EXERCISE TASK: From the news item on China, Tibet, and water, explain why the Tibetan Plateau's freshwater matters so much beyond the plateau itself. Use one to three sentences.

EXTRACT TO READ:
* start *
|
Corporate Social Responsibility
News
5.08.2008 - 12:45pm ET
|
CSR News from:
|
|
|
News Categories: |
| | |
China, Tibet, and the Strategic Power of Water: Pollution and Global Warming Threaten Asia's Most Important Freshwater Source
Circle of Blue reports on a crucial but little-known factor in China-Tibet conflict
(CSRwire) May 8, 2008 - Almost two years after a 710-mile (1,100 kilometer)railroad
across the world's highest plateau opened from central China to the
Tibetan capital of Lhasa, the deadliest clashes in a generation are
occurring between Chinese police and young Tibetan protestors. The fierce
fighting, which erupted in March, has produced casualties on both sides
and prompted demonstrations around the world. Many analysts assert that
the fighting is caused, at least in part, by fear that the Chinese
government's long-standing strategy to open Tibet's vast reserves of
copper, iron, lead, zinc, and other minerals will accelerate with the
railroad's development.
But Circle of Blue reports that a number of influential scientists, and
experts in Asian studies, now say that control and management of an even
more vital resource – the Tibetan Plateau's vast supply of freshwater
– is also emerging at the center of the increasingly tense political and
cultural strife between China and Tibet. Circle of Blue is the independent
journalism and science project reporting on global freshwater issues.
Reservoir at top of the world is retreating
The Tibetan Plateau is an oxygen-scarce landscape of enormous glaciers,
huge alpine lakes, and mighty waterfalls – a storehouse of freshwater so
bountiful that the region serves as the headwaters for many of Asia's
largest rivers, including the Yellow, Yangtze, Mekong, Brahmaputra,
Salween, and Sutlej, among others. According to studies by the United
Nations and several prominent global environmental organizations, almost
half of the world's population lives in the watersheds of the rivers whose
sources lie on the Tibetan Plateau.
* end *
RECORDS:
* start *
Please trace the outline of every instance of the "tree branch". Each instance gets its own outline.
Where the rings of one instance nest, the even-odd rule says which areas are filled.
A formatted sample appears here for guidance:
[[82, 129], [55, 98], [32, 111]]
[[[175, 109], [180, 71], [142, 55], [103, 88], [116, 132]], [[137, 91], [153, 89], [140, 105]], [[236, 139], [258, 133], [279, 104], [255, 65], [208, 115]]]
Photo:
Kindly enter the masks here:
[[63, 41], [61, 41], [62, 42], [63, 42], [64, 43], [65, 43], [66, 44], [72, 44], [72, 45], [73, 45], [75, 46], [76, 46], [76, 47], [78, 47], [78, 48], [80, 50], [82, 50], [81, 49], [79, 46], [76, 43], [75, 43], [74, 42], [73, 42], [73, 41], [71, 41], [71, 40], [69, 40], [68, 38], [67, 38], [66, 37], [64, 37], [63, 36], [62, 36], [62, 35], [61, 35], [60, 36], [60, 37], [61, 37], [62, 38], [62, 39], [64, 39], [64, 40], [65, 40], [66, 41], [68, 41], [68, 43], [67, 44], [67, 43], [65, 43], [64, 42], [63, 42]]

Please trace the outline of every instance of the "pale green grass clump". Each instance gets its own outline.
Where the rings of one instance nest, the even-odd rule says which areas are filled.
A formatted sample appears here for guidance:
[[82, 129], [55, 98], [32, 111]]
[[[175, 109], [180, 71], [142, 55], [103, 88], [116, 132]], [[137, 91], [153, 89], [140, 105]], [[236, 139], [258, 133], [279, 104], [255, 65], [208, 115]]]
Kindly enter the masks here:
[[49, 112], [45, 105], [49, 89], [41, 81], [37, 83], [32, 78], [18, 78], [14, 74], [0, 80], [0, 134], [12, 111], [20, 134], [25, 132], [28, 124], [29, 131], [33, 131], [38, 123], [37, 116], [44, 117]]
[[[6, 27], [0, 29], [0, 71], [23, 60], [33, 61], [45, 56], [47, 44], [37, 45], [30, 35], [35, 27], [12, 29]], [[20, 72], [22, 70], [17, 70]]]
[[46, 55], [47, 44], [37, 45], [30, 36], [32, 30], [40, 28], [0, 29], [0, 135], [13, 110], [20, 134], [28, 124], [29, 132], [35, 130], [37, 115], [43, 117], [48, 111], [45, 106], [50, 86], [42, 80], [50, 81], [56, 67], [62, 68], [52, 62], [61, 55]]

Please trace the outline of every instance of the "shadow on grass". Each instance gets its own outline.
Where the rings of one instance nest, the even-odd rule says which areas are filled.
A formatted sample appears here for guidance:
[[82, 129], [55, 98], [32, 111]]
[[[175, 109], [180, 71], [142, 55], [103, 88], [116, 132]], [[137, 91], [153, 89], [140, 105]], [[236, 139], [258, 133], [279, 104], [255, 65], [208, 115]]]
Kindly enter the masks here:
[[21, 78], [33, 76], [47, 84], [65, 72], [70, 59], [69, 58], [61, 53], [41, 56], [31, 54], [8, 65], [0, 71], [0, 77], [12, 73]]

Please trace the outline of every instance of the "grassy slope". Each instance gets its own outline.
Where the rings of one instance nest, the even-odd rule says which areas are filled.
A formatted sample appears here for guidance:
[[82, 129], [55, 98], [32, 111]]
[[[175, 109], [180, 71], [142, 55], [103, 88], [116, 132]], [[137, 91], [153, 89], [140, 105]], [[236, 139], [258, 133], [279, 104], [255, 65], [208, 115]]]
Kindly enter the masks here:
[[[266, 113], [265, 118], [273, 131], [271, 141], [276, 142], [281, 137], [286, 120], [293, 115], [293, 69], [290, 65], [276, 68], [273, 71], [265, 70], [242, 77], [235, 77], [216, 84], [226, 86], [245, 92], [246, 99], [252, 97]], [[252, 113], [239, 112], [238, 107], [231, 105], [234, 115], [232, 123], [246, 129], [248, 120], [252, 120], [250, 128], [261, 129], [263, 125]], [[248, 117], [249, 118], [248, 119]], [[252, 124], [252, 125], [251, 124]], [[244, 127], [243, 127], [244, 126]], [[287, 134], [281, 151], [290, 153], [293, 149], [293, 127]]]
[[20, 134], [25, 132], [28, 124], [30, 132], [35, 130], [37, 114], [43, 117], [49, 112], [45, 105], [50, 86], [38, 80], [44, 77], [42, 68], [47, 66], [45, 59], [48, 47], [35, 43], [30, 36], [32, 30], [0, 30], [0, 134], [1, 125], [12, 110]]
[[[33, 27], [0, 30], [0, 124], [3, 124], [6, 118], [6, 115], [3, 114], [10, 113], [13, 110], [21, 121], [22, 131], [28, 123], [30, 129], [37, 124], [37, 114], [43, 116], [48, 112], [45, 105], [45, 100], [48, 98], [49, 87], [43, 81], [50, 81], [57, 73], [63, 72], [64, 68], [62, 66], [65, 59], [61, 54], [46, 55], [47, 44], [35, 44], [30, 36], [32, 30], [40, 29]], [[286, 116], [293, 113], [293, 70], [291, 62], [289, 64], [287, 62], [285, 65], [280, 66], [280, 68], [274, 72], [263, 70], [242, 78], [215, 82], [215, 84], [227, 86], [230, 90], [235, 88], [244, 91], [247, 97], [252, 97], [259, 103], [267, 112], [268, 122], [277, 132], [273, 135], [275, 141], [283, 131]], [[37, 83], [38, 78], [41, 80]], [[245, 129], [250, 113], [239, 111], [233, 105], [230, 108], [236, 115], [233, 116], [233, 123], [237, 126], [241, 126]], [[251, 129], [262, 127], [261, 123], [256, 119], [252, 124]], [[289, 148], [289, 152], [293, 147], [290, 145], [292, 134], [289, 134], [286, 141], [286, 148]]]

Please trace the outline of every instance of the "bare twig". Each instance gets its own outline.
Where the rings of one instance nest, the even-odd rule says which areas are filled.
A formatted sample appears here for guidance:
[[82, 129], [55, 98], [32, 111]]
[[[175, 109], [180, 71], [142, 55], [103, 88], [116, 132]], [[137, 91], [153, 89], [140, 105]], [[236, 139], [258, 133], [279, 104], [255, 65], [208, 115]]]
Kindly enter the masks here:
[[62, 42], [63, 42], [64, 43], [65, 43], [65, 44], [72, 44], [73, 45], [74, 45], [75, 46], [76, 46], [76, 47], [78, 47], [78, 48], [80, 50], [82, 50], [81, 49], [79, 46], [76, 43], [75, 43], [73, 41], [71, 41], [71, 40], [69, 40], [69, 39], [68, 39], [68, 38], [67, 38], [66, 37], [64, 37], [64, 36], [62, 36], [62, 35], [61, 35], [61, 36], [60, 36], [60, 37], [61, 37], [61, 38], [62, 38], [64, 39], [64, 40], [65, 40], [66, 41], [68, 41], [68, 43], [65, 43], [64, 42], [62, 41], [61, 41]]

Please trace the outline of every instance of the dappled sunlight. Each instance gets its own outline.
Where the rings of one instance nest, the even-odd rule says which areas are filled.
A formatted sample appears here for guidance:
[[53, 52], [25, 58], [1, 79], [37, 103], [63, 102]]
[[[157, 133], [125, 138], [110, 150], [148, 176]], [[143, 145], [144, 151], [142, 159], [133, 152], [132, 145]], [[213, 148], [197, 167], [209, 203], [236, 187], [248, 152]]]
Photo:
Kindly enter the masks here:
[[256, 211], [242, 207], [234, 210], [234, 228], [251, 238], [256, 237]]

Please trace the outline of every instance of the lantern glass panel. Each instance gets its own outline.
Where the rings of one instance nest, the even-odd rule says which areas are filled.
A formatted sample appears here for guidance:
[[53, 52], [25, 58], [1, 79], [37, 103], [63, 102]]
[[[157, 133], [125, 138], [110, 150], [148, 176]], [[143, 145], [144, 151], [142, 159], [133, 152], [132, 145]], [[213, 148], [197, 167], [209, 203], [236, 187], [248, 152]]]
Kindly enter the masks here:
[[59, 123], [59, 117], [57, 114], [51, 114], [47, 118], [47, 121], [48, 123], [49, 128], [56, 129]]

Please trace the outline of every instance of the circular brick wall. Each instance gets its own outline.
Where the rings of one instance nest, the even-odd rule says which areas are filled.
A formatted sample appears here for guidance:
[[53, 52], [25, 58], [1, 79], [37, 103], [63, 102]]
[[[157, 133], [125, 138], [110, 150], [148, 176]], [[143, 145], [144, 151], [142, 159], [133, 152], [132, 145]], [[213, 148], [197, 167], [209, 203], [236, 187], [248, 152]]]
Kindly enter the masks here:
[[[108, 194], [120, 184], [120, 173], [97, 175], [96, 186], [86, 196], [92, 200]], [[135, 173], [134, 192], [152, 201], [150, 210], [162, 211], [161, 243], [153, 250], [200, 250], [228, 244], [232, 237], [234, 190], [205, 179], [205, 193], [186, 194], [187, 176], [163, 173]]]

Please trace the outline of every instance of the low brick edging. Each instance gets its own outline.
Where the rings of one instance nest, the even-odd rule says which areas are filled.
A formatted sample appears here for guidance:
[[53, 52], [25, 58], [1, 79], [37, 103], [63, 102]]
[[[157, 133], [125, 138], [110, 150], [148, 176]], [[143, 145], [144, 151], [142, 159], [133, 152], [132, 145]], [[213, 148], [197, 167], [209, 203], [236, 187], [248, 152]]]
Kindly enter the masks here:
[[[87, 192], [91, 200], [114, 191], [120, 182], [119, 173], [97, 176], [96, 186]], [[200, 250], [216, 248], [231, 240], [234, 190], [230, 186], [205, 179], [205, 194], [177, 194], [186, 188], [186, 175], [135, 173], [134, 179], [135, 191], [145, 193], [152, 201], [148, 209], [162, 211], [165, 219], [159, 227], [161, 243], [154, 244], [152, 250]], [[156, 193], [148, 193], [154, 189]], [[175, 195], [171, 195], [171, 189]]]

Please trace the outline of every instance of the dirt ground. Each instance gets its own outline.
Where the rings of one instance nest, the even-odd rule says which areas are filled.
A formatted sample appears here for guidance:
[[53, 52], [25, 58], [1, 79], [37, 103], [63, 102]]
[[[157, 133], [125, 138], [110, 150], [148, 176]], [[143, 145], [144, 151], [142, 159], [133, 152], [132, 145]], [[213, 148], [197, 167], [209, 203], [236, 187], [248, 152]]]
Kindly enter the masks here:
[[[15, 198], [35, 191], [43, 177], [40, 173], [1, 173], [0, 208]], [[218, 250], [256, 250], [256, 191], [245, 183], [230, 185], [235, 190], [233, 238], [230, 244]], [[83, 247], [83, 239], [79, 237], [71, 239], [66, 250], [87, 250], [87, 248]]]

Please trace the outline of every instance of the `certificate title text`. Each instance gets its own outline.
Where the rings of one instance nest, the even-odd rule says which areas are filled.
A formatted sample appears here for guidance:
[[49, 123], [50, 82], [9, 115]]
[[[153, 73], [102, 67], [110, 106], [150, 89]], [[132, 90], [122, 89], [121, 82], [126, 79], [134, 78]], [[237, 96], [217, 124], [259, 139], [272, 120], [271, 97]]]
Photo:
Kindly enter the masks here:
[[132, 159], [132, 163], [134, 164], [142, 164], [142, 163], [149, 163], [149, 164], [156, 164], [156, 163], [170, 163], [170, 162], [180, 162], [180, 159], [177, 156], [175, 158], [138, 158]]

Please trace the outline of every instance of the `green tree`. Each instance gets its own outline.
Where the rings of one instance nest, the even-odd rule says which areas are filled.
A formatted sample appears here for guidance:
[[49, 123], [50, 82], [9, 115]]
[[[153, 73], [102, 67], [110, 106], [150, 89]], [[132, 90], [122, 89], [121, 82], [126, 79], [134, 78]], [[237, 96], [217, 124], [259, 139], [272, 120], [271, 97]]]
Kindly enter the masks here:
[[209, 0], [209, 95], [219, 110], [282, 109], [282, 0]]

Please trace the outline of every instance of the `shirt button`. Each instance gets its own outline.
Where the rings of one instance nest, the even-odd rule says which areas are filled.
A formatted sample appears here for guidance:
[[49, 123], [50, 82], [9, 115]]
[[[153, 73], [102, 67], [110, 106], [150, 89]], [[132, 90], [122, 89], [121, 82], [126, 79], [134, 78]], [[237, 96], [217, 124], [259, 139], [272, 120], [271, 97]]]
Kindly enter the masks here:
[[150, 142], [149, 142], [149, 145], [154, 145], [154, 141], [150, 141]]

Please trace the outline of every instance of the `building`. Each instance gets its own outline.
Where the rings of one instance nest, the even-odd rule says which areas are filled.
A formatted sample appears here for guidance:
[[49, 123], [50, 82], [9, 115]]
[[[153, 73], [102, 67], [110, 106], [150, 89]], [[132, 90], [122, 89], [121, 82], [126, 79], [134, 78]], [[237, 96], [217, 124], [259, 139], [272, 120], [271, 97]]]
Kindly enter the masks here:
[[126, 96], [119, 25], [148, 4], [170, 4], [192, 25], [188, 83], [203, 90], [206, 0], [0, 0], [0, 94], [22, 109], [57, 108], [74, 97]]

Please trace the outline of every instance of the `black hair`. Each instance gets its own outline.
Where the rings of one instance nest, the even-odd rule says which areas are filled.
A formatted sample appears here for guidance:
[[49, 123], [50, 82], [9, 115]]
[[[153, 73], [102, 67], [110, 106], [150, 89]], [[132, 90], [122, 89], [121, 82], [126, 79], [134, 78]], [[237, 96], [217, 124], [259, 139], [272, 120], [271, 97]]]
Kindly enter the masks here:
* end *
EXERCISE OUTPUT: The plateau's glaciers, alpine lakes, and waterfalls make it the headwaters for many of Asia's largest rivers, including the Yellow, Yangtze, Mekong, Brahmaputra, Salween, and Sutlej. According to studies by the United Nations and several prominent environmental organizations, almost half of the world's population lives in the watersheds of rivers whose sources lie on the plateau.